> _Challenge 1_
According to the travel piece about Patrick Leigh Fermor's house, where was the Liakoto Hotel found?

> _Selected excerpt_
***

The olive groves were silent, the blue sea rolled below, still queasy after the night’s storm and no one was around as I walked around Patrick Leigh Fermor’s house absorbing the atmosphere and trying to find traces of the late writer’s presence. Although I couldn’t see into his garden, I managed to get a shot of the interior of the house.
From his private cove I could see the stone stairs he descended to swim to the opposite island. I believe he swam every day even when he was in his nineties.
“Oh, he was so handsome! Even in his 92nd year. He gave a talk in the village and I was captivated.” Geraldine who runs the Liakoto Hotel with her husband Ilyas told me her eyes sparkling, her face alight with enthusiasm. It’s her normal expression and never have I quite met a couple so warmly interested in their guests as these two. They have their own ocean-view apartment on the top floor, where Ilyas made a delicious Mexican lunch one afternoon: a change from the Greek salad, Baba Ghanoush and Tzaziki on the menus of the village tavernas. I found the Liakoto on the back pages of the LRB. The wording was reassuring, ( Read Leigh Fermor’s “Mani” and follow in his footsteps“. …)unlike the convoluted and untruthful lonely hearts ads (I confess to answering one from a man who liked to eat not one but two almond croissants with his latte every morning. It was the biggest turn-off you can imagine. Oh, and the confession as a jokey aside that his morbidly obese sister had a TV set next to a microwave oven in every room of her Kentucky home).

***

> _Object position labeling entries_
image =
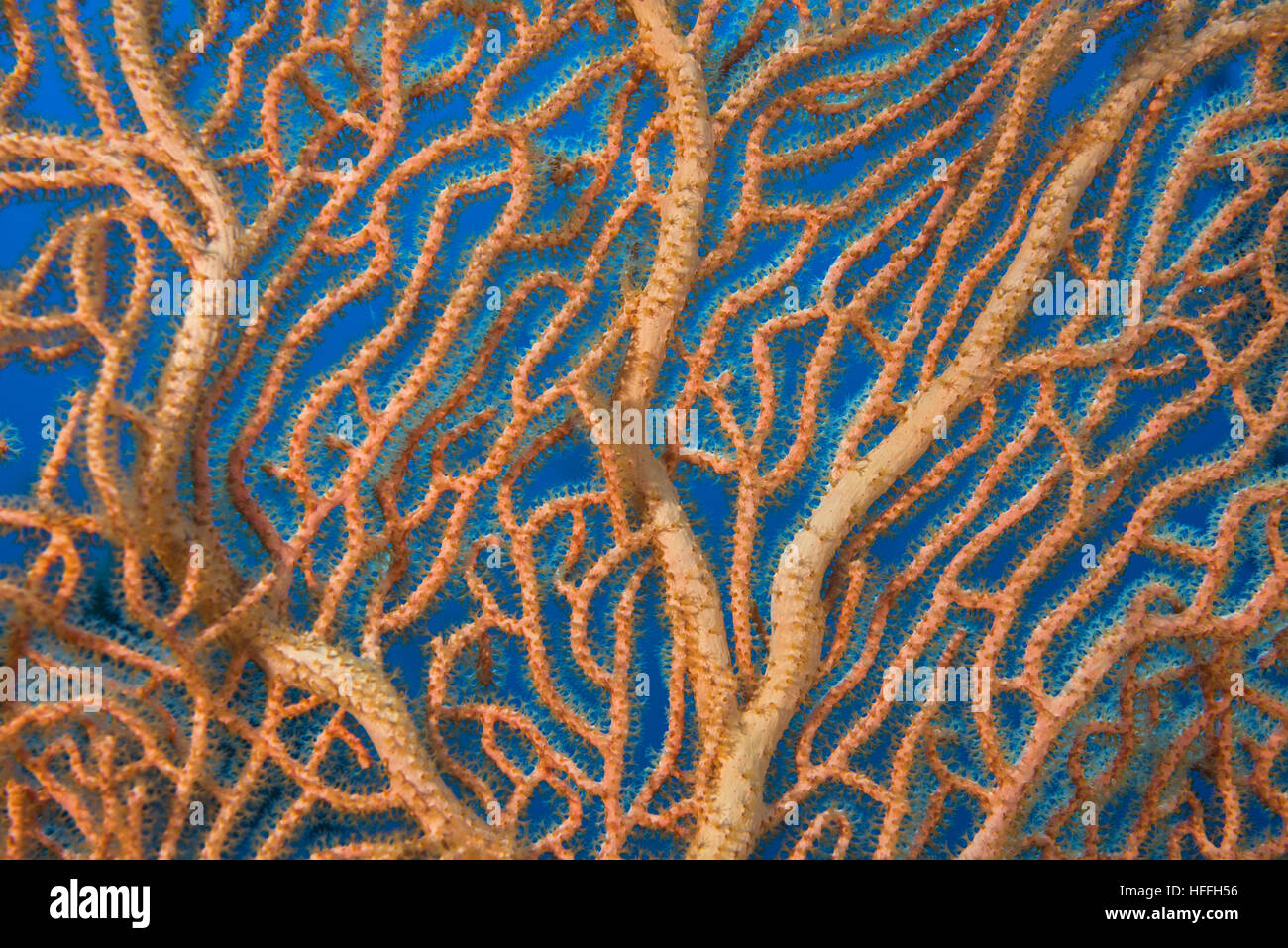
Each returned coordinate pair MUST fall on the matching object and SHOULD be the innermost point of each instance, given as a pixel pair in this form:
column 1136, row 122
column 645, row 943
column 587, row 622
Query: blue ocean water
column 570, row 468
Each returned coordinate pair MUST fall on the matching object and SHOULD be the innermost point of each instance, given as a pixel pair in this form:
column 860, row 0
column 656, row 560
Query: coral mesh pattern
column 364, row 581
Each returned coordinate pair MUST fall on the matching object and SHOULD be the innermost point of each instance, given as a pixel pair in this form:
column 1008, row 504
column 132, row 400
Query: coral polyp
column 513, row 428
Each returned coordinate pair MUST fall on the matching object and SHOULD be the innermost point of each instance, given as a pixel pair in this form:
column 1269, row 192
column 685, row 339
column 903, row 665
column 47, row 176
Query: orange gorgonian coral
column 507, row 428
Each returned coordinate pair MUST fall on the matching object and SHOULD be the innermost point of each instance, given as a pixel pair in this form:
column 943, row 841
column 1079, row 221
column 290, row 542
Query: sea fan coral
column 497, row 428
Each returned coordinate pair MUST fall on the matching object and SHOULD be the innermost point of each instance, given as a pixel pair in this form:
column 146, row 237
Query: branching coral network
column 498, row 428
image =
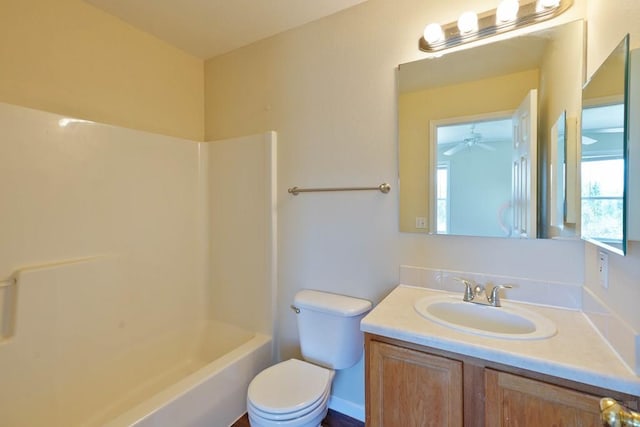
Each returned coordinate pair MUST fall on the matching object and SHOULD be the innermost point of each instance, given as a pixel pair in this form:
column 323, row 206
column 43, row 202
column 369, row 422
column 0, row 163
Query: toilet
column 295, row 393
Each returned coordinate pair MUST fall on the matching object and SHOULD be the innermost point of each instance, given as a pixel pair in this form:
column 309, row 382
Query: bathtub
column 214, row 395
column 190, row 377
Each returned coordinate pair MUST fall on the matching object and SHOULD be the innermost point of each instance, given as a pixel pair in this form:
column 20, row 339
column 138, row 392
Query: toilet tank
column 329, row 328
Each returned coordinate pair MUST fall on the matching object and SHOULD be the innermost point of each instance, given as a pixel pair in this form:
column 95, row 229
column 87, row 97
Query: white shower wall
column 81, row 333
column 242, row 206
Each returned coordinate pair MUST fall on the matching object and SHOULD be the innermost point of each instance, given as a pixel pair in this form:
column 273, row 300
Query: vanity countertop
column 576, row 352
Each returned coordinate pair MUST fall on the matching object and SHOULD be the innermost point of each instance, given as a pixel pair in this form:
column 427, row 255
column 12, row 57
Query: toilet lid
column 289, row 386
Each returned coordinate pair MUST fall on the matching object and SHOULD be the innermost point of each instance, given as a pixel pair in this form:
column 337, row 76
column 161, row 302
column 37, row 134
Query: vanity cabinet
column 412, row 388
column 410, row 385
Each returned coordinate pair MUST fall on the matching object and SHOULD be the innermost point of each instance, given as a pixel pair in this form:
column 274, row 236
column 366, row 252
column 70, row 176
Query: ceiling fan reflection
column 475, row 140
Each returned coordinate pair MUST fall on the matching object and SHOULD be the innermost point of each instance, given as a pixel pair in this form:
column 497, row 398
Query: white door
column 524, row 175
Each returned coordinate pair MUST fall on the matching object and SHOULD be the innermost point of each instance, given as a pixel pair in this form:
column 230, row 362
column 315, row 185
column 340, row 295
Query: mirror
column 558, row 172
column 603, row 166
column 449, row 108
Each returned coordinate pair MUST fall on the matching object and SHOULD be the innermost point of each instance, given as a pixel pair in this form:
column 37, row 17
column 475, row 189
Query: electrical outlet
column 603, row 268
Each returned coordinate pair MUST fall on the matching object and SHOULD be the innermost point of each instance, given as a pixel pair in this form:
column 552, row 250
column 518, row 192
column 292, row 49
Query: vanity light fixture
column 509, row 15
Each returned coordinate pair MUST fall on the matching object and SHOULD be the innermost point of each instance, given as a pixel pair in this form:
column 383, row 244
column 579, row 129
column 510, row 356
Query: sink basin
column 507, row 322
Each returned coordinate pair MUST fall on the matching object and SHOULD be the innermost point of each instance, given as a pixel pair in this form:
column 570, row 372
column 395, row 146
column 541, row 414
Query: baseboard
column 347, row 408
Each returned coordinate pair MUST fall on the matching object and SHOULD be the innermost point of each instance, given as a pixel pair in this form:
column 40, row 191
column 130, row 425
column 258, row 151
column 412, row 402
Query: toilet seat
column 311, row 419
column 289, row 387
column 285, row 416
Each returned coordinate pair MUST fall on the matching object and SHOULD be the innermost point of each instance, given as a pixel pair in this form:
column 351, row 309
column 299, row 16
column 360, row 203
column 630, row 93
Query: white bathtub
column 212, row 396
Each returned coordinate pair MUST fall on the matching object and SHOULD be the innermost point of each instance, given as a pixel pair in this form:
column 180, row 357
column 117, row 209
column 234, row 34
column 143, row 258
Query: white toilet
column 295, row 393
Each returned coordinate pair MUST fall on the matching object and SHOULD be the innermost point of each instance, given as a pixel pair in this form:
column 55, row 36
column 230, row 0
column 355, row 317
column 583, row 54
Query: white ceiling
column 207, row 28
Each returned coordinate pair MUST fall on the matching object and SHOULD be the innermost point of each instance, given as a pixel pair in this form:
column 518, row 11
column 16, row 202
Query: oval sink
column 507, row 322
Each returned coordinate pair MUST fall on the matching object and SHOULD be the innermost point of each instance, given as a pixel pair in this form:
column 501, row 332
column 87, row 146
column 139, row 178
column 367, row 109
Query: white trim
column 346, row 407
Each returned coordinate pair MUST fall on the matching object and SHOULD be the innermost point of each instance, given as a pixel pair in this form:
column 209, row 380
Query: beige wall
column 68, row 57
column 417, row 109
column 561, row 90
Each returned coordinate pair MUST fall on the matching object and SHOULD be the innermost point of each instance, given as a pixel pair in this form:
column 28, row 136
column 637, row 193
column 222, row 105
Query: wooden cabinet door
column 408, row 388
column 516, row 401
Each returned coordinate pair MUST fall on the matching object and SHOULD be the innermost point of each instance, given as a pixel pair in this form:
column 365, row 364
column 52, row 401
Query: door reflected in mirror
column 477, row 85
column 603, row 153
column 471, row 157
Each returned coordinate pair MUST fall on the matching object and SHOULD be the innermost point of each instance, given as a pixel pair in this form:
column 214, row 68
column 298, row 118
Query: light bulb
column 433, row 33
column 507, row 11
column 547, row 4
column 468, row 22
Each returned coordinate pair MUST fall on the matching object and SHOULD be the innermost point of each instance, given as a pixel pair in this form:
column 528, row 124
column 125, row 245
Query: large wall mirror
column 604, row 162
column 475, row 134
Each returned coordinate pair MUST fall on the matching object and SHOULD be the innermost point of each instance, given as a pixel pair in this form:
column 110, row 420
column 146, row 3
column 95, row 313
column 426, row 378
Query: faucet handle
column 494, row 298
column 469, row 286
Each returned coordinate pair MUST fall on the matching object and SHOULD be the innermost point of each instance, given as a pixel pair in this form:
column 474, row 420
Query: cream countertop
column 576, row 352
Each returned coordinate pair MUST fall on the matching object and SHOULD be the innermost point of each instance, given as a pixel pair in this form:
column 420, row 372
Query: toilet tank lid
column 327, row 302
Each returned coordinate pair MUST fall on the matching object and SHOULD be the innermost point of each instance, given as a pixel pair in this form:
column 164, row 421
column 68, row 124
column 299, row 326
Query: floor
column 334, row 419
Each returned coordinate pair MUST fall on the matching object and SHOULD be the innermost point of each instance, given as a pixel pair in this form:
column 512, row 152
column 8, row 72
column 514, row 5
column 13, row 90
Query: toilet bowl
column 295, row 393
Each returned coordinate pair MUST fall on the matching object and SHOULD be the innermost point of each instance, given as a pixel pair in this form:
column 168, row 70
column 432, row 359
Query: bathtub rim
column 165, row 397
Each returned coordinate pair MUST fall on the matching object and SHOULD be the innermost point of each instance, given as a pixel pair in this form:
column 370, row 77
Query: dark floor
column 334, row 419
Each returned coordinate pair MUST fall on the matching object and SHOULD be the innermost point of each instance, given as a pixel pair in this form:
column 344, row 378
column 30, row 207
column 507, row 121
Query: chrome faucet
column 476, row 293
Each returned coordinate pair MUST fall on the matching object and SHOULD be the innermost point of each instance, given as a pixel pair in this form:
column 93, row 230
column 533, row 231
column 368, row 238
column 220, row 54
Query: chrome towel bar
column 383, row 188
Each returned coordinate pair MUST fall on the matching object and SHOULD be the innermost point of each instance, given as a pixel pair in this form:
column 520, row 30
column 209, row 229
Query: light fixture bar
column 528, row 13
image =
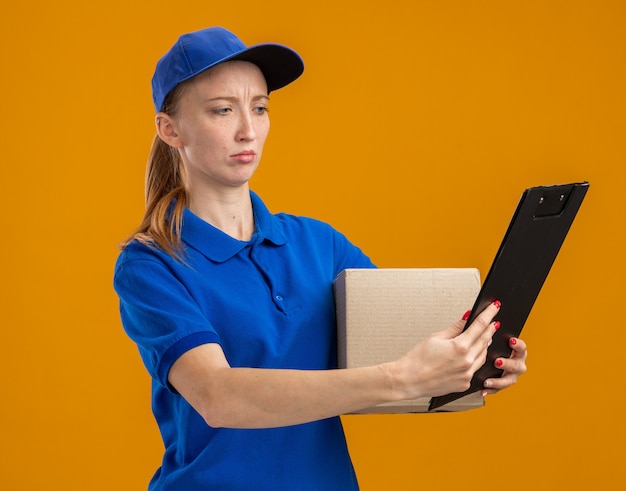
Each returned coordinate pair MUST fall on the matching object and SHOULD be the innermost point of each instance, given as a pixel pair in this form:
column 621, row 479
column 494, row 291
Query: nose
column 246, row 130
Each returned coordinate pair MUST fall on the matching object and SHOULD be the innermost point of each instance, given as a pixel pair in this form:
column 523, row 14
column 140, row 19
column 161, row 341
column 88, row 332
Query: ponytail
column 165, row 185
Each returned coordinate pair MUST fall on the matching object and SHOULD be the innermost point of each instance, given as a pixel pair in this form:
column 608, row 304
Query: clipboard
column 532, row 241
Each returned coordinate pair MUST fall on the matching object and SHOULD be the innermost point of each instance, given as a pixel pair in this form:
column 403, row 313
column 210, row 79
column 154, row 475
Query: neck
column 231, row 212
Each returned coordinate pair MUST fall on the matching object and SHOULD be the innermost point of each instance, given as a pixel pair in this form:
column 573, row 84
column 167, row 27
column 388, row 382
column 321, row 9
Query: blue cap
column 198, row 51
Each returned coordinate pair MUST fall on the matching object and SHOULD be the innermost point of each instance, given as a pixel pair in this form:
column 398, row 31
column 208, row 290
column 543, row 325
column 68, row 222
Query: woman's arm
column 263, row 398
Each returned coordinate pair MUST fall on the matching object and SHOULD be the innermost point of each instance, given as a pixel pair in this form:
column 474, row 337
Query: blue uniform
column 269, row 304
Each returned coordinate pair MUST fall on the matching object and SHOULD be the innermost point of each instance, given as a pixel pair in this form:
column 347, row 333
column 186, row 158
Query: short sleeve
column 159, row 314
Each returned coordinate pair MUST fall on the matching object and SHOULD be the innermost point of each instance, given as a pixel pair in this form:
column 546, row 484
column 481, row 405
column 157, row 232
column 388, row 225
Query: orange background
column 414, row 130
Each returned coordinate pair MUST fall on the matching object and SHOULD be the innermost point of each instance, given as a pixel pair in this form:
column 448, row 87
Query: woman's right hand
column 446, row 361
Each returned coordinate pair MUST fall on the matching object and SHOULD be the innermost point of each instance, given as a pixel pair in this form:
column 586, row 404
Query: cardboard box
column 383, row 313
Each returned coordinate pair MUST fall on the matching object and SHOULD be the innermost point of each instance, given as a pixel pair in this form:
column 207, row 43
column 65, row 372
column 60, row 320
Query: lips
column 245, row 157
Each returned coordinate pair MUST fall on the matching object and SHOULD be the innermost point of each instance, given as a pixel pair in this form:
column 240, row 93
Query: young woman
column 232, row 307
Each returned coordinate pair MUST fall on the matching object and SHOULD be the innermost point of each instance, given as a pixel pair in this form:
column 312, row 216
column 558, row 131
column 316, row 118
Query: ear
column 166, row 129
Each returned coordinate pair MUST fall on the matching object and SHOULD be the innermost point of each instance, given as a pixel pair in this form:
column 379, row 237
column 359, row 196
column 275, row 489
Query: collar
column 218, row 246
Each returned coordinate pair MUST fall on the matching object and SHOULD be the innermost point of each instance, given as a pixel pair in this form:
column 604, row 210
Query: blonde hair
column 166, row 194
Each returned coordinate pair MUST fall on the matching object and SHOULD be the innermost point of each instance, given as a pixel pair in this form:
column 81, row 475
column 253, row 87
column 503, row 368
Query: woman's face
column 221, row 123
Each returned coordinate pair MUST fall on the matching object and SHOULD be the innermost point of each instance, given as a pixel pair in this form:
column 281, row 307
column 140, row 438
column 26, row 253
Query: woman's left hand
column 513, row 367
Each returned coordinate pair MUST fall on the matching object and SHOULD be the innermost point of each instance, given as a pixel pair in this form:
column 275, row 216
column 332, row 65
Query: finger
column 519, row 348
column 483, row 321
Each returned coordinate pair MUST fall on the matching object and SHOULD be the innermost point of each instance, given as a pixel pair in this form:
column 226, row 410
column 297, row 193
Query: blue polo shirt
column 269, row 304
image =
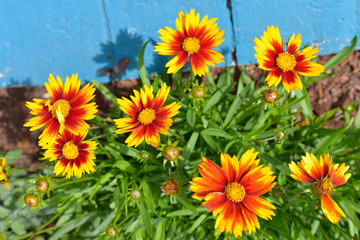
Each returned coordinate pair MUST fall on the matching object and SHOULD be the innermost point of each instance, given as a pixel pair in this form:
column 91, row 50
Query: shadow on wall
column 121, row 55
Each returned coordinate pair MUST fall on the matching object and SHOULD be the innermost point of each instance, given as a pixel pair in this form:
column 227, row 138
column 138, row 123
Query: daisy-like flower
column 67, row 109
column 324, row 176
column 148, row 117
column 74, row 156
column 3, row 177
column 285, row 64
column 233, row 191
column 192, row 40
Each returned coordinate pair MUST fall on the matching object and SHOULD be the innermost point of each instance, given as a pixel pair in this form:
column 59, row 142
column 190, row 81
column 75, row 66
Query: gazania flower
column 148, row 117
column 74, row 156
column 192, row 40
column 324, row 176
column 3, row 177
column 285, row 64
column 67, row 109
column 233, row 191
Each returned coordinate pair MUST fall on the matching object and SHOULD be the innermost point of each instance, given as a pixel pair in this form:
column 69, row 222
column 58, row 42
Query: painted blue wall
column 78, row 36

***

> _Challenge 2_
Please copy the rows from their first line up to and including the line with "column 570, row 468", and leave the pictures out.

> _Correct answer 1_
On the back pages of the LRB.

> _Correct answer 2_
image =
Each returned coordinate pair MUST fall on the matching object and SHOULD be the innermost point of each instance, given as a pixel pair in this form:
column 1136, row 122
column 645, row 943
column 587, row 622
Query: blue ocean water
column 570, row 468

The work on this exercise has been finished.